─── Estratto del testo ───

Costoro dunque avendo alcun sospetto di esso Giorgio, il quale si
rideva di quella loro vanità e sciocchezze e più cercava di farsi da
qualcosa mediante gli studii dell'arte, che con favore, non pensavano
al fatto suo, quando gli fu dato ordine dal signor Duca che facesse la
detta tela con la già detta invenzione. La quale opera egli condusse
in sei giorni di chiaro scuro e la diede finita in quel modo che sanno
coloro che videro quanta grazia et ornamento ella diede a tutto
quello apparato e quanto ella rallegrasse quella parte, che più
n'aveva bisogno in quel tempio e nelle magnificenze di quella festa.

─── Dati grezzi ───

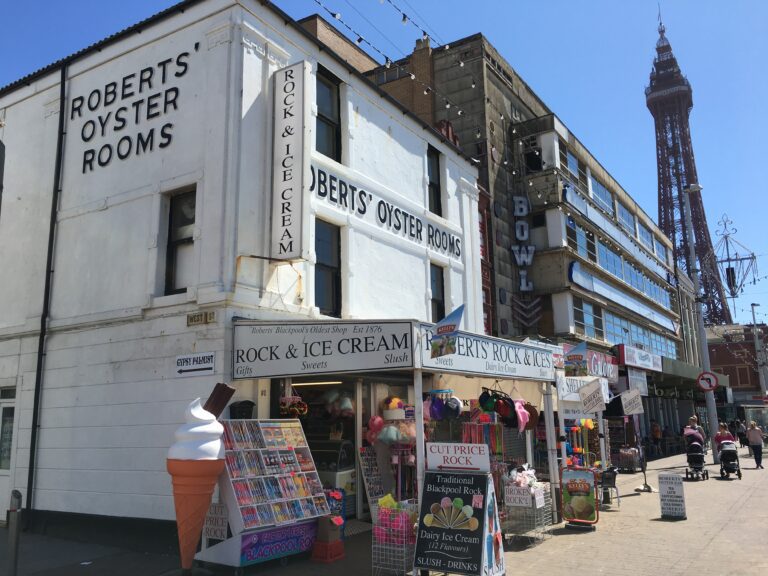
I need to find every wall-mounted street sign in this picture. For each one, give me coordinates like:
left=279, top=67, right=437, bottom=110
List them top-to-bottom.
left=173, top=352, right=216, bottom=378
left=696, top=372, right=718, bottom=392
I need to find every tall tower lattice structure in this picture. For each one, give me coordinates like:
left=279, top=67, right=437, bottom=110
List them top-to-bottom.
left=645, top=19, right=732, bottom=324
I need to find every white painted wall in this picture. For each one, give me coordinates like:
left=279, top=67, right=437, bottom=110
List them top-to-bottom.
left=0, top=0, right=482, bottom=519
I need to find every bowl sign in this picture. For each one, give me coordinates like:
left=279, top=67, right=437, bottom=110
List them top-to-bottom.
left=696, top=372, right=718, bottom=392
left=427, top=442, right=491, bottom=472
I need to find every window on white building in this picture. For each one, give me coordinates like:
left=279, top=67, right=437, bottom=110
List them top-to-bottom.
left=315, top=66, right=341, bottom=162
left=0, top=140, right=5, bottom=218
left=427, top=146, right=443, bottom=216
left=591, top=177, right=614, bottom=216
left=165, top=190, right=195, bottom=294
left=618, top=202, right=635, bottom=236
left=566, top=216, right=597, bottom=262
left=315, top=220, right=341, bottom=318
left=637, top=222, right=653, bottom=252
left=597, top=242, right=624, bottom=280
left=429, top=264, right=445, bottom=322
left=573, top=296, right=604, bottom=340
left=0, top=405, right=15, bottom=470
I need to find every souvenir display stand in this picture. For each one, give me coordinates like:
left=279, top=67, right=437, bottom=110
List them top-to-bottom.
left=195, top=420, right=330, bottom=567
left=560, top=466, right=600, bottom=527
left=413, top=471, right=506, bottom=576
left=501, top=482, right=552, bottom=544
left=371, top=496, right=418, bottom=576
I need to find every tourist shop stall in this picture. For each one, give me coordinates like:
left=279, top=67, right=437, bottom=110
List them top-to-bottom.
left=198, top=319, right=558, bottom=573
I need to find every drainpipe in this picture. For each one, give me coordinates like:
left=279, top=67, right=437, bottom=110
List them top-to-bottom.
left=25, top=62, right=68, bottom=521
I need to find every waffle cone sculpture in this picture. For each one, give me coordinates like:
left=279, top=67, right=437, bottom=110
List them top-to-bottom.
left=166, top=398, right=224, bottom=570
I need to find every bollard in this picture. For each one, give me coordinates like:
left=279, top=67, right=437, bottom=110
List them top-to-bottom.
left=8, top=490, right=21, bottom=576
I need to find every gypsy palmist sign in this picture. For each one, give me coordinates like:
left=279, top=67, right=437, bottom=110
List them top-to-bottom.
left=271, top=61, right=307, bottom=260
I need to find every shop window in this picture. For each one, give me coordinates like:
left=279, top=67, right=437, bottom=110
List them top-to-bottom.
left=315, top=66, right=341, bottom=162
left=427, top=146, right=443, bottom=216
left=165, top=190, right=195, bottom=294
left=315, top=220, right=341, bottom=318
left=429, top=264, right=445, bottom=322
left=0, top=406, right=14, bottom=470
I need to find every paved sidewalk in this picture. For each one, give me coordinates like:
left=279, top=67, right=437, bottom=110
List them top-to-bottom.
left=0, top=449, right=768, bottom=576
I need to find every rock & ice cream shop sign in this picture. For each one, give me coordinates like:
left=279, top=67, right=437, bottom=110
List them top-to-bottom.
left=233, top=321, right=413, bottom=379
left=419, top=324, right=555, bottom=381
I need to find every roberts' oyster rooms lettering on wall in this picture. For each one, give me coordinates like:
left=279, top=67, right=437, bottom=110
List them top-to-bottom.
left=68, top=43, right=199, bottom=174
left=309, top=162, right=462, bottom=260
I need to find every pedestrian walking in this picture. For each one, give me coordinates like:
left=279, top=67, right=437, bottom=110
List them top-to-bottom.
left=736, top=420, right=747, bottom=448
left=747, top=420, right=763, bottom=469
left=714, top=422, right=735, bottom=452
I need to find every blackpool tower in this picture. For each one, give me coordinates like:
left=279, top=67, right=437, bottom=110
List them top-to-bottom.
left=645, top=20, right=732, bottom=324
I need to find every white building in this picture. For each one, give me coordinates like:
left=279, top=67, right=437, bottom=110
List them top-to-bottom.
left=0, top=0, right=482, bottom=519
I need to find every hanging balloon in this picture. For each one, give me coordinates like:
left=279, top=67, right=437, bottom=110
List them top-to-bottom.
left=478, top=390, right=496, bottom=412
left=385, top=396, right=403, bottom=410
left=429, top=396, right=445, bottom=420
left=443, top=396, right=461, bottom=420
left=422, top=398, right=432, bottom=422
left=493, top=398, right=510, bottom=418
left=523, top=402, right=539, bottom=430
left=368, top=416, right=384, bottom=432
left=379, top=424, right=400, bottom=444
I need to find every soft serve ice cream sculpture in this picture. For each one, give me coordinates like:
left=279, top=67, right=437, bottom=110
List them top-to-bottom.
left=167, top=398, right=224, bottom=570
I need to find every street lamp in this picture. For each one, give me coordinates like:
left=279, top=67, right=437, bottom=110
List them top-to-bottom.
left=682, top=183, right=720, bottom=464
left=750, top=303, right=766, bottom=398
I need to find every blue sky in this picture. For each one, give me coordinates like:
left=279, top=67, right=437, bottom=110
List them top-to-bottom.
left=0, top=0, right=768, bottom=322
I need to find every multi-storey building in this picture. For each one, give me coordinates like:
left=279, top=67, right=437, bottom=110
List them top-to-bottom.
left=0, top=0, right=492, bottom=536
left=367, top=34, right=728, bottom=440
left=707, top=324, right=768, bottom=426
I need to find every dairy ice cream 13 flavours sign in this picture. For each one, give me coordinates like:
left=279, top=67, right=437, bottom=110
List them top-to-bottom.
left=560, top=468, right=598, bottom=524
left=414, top=472, right=504, bottom=576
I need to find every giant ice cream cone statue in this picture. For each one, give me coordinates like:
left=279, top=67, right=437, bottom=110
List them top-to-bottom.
left=167, top=398, right=224, bottom=570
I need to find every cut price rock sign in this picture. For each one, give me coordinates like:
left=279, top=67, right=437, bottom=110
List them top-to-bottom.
left=427, top=442, right=491, bottom=472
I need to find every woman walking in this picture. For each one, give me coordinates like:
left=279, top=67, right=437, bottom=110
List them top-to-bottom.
left=747, top=420, right=763, bottom=468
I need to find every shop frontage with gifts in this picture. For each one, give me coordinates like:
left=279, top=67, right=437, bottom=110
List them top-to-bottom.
left=198, top=320, right=559, bottom=574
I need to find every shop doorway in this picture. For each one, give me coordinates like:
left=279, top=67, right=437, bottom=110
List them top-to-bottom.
left=284, top=373, right=414, bottom=520
left=0, top=387, right=16, bottom=520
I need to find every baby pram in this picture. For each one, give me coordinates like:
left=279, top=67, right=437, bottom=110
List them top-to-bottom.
left=718, top=440, right=741, bottom=480
left=685, top=441, right=709, bottom=480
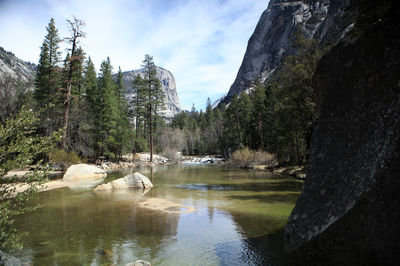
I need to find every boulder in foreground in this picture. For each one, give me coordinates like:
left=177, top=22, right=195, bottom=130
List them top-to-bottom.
left=94, top=173, right=153, bottom=192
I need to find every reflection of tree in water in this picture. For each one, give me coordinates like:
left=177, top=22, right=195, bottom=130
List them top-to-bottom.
left=13, top=189, right=179, bottom=265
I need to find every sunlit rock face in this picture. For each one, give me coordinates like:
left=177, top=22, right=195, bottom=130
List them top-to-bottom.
left=223, top=0, right=348, bottom=103
left=285, top=15, right=400, bottom=265
left=0, top=47, right=36, bottom=97
left=123, top=67, right=182, bottom=117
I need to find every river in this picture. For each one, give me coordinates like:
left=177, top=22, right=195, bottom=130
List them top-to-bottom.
left=14, top=165, right=302, bottom=265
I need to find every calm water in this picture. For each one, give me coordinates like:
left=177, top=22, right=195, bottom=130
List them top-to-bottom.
left=16, top=165, right=302, bottom=265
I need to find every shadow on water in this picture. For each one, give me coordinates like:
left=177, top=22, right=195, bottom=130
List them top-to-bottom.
left=176, top=180, right=303, bottom=192
left=228, top=192, right=299, bottom=203
left=215, top=229, right=291, bottom=266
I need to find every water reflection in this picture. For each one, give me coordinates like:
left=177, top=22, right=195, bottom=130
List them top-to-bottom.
left=12, top=166, right=302, bottom=265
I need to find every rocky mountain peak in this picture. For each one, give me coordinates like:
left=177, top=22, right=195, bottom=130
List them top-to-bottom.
left=223, top=0, right=348, bottom=103
left=0, top=47, right=36, bottom=88
left=123, top=66, right=182, bottom=117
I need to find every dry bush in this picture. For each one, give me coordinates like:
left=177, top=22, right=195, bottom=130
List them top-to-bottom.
left=230, top=147, right=278, bottom=168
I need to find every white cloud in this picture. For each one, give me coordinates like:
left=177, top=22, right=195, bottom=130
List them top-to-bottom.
left=0, top=0, right=268, bottom=109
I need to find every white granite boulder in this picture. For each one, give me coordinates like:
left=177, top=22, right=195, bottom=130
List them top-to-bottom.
left=63, top=163, right=107, bottom=182
left=94, top=173, right=153, bottom=192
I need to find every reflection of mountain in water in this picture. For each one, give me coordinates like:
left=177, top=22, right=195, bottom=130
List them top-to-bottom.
left=16, top=189, right=179, bottom=265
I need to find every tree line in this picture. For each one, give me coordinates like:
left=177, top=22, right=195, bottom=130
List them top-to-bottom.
left=33, top=18, right=164, bottom=160
left=170, top=31, right=327, bottom=164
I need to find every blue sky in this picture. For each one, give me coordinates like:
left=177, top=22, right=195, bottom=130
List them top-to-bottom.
left=0, top=0, right=268, bottom=110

───

Lavoro richiesto –
1/ Trascriva dall'estratto del testo riportato sopra il passo compreso tra "Costoro dunque avendo" e "di quella festa.", estremi inclusi.
2/ In base all'estratto del testo riportato sopra, risponda brevemente:
(a) Chi diede a Giorgio l'ordine di fare la tela?
(b) In quanti giorni Giorgio condusse l'opera?
(c) In quale maniera fu dipinta l'opera?

Risposte ai compiti –
1/
Costoro dunque avendo alcun sospetto di esso Giorgio, il quale si
rideva di quella loro vanità e sciocchezze e più cercava di farsi da
qualcosa mediante gli studii dell'arte, che con favore, non pensavano
al fatto suo, quando gli fu dato ordine dal signor Duca che facesse la
detta tela con la già detta invenzione. La quale opera egli condusse
in sei giorni di chiaro scuro e la diede finita in quel modo che sanno
coloro che videro quanta grazia et ornamento ella diede a tutto
quello apparato e quanto ella rallegrasse quella parte, che più
n'aveva bisogno in quel tempio e nelle magnificenze di quella festa.

2/
(a) Il signor Duca.
(b) In sei giorni.
(c) Di chiaro scuro.